Work required » Set out exactly, and with nothing added, the line containing "Greenhouse-scouting request: tag the man's hand" and every line after it through the final line of the data.

Exercise material »
Start of Block
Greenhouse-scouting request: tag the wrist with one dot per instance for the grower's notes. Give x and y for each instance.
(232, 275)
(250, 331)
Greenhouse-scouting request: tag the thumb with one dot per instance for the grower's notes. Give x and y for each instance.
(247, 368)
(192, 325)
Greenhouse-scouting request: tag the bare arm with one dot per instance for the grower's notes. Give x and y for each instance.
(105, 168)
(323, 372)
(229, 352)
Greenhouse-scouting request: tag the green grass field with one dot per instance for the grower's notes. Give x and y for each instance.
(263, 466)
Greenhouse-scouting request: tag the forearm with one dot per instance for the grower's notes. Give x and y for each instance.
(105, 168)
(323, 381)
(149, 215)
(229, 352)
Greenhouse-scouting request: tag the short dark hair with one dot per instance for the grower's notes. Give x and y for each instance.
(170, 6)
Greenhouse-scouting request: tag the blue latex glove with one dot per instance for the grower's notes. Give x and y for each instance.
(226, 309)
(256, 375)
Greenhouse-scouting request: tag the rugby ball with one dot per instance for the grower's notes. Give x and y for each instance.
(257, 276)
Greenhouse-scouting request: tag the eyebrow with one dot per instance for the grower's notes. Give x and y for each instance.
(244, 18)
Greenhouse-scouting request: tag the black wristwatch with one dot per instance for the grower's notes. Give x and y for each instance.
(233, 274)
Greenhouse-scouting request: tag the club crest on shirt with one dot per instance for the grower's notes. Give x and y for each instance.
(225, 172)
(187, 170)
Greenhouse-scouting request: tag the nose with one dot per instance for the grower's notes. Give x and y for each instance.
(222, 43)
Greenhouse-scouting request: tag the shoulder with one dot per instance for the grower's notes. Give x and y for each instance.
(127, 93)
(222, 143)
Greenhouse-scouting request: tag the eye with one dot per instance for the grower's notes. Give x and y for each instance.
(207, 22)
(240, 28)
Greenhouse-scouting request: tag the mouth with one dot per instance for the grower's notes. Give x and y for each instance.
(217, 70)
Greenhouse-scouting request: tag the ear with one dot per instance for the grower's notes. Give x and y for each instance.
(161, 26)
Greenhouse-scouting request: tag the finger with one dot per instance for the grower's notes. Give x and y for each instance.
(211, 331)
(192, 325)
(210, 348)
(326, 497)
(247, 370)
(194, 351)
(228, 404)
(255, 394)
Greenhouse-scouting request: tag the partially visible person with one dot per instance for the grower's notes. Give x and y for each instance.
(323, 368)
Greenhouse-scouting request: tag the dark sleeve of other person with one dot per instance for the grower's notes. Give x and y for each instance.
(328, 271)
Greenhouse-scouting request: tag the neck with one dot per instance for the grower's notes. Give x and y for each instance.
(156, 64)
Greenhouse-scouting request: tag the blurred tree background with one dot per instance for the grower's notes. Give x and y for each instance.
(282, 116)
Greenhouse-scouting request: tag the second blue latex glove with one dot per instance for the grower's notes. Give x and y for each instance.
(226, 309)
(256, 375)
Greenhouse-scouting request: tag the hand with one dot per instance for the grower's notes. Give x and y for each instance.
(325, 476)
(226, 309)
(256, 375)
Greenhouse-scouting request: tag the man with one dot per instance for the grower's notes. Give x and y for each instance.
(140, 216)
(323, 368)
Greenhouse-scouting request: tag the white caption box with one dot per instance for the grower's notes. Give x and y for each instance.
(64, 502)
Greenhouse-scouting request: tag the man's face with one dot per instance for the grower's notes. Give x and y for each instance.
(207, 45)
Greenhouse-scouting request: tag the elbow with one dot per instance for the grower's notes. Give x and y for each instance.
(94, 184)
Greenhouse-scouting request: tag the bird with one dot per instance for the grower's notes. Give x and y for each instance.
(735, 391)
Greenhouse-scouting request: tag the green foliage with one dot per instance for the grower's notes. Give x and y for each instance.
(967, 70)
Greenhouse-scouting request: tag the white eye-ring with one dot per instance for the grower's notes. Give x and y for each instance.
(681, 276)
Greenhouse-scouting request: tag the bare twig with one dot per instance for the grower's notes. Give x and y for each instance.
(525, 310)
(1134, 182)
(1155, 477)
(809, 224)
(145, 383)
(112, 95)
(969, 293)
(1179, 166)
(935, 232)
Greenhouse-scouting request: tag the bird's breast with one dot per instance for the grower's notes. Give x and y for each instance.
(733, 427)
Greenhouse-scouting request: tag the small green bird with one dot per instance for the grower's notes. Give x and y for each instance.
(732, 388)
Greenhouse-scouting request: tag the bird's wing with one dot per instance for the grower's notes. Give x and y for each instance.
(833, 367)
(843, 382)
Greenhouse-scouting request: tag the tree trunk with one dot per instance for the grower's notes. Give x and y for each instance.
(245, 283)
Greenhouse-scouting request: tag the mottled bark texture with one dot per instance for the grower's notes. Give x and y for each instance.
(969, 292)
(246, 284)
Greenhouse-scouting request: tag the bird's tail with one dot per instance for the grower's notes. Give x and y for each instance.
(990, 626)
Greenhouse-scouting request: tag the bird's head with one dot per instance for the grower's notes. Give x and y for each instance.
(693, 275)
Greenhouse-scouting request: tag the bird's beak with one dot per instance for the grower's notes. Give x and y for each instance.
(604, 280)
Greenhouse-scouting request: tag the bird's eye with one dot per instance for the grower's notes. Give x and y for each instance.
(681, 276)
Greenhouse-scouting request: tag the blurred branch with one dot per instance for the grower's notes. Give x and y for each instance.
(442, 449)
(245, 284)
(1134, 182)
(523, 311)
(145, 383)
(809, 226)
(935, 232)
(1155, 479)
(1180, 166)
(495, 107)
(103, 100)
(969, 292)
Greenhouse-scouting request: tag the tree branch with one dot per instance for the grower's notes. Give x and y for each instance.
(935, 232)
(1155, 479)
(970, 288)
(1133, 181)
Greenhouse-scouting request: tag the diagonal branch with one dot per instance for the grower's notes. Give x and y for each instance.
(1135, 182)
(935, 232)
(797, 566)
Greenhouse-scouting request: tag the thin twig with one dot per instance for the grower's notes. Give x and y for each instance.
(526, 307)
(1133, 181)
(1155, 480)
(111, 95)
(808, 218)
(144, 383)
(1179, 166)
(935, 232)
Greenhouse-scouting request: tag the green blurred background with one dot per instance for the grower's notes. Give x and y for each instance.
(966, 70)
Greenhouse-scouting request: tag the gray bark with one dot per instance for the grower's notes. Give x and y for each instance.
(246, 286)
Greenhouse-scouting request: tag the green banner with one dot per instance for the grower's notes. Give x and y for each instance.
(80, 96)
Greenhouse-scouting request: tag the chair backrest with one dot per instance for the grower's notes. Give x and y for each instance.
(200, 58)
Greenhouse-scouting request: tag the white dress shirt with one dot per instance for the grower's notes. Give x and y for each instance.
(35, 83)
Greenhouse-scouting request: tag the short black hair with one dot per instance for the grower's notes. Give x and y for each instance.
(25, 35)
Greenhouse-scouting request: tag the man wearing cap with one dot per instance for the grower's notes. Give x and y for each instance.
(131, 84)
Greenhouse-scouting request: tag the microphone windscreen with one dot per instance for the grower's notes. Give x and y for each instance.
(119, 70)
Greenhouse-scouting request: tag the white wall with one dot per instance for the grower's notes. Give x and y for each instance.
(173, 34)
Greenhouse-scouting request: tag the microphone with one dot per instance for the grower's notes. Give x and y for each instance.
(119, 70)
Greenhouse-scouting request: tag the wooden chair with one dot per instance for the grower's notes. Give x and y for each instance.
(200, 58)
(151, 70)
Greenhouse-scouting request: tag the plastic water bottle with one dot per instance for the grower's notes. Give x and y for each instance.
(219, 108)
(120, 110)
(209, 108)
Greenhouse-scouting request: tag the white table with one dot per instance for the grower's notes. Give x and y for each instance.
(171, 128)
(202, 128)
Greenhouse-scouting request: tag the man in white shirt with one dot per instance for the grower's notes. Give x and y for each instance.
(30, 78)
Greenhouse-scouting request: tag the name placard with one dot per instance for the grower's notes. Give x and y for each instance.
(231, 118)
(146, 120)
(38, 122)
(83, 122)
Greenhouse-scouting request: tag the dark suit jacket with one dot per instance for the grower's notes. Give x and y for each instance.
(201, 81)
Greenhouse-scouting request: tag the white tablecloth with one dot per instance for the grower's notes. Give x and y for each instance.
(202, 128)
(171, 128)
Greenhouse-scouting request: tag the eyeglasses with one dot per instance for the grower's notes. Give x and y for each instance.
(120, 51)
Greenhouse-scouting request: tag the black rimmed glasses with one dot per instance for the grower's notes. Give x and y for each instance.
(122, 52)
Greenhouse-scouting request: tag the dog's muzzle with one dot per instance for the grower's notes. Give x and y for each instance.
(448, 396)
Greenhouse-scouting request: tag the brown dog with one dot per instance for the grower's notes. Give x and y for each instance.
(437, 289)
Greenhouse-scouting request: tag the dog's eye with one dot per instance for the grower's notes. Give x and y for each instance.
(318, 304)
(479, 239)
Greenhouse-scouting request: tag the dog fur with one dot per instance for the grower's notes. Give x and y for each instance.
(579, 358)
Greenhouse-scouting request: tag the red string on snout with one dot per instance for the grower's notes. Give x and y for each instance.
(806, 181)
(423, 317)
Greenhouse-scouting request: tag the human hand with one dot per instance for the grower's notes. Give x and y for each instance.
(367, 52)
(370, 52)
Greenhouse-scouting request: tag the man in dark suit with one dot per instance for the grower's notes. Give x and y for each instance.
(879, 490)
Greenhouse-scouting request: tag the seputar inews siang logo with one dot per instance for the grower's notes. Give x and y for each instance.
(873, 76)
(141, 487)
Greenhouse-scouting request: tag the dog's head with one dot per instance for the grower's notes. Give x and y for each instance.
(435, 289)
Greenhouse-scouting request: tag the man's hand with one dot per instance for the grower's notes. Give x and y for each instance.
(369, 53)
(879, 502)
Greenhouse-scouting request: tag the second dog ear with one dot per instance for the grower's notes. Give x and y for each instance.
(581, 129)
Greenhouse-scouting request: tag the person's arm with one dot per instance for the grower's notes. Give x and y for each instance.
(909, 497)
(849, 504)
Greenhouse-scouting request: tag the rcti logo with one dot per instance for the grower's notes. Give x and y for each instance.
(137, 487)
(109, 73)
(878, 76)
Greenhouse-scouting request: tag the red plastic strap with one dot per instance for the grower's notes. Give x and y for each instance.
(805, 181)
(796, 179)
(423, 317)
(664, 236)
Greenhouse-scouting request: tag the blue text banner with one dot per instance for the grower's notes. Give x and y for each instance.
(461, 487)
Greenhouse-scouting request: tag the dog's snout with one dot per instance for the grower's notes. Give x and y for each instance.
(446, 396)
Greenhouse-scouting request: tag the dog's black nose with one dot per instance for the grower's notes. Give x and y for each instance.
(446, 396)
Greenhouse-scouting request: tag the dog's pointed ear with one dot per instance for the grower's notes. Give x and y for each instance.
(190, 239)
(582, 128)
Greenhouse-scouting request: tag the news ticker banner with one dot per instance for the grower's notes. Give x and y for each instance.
End of Block
Task result »
Greenhouse-scouting request: tag the man's hand with one dot per instance for the grower's notes. Give x and y for each instance.
(369, 53)
(879, 502)
Greenhouse-scouting request: tag the second dog ear with one dot per instance for the grower's notes. Give x and y for each instance.
(581, 129)
Greenhouse-scouting request: tag the person's arm with one dot per instance for the grower's notes. Give x and y for each instance.
(909, 497)
(849, 504)
Greenhouse-scouting request: tag the rcti logo with one dot per instance for the grower's notes. Give x and y for each instance.
(137, 487)
(109, 73)
(878, 76)
Greenhouse-scouting request: tag the red plastic strap with one dot per instance for the grower's notes. Give x and y for each instance.
(805, 181)
(796, 179)
(423, 317)
(664, 236)
Greenhouse-scouting request: tag the blue text banner with one dot per instance for the grower's notes. Give x and y for each instance.
(461, 487)
Greenhouse-scouting request: tag the dog's snout with one dot per instance for the grower's notes. Give x and y for each instance.
(446, 396)
Greenhouse-scouting request: tag the dog's black nose with one dot per instance for the grower's notes. Give x and y for each instance.
(446, 396)
Greenhouse-scouting request: tag the dog's pointed ear with one dot per instance for the grower's notes. Give x and y for each instance.
(190, 239)
(582, 128)
Greenhouse-scouting request: tag the news ticker banner with one dot per instance for the grower's notes. Give x and y for each instance.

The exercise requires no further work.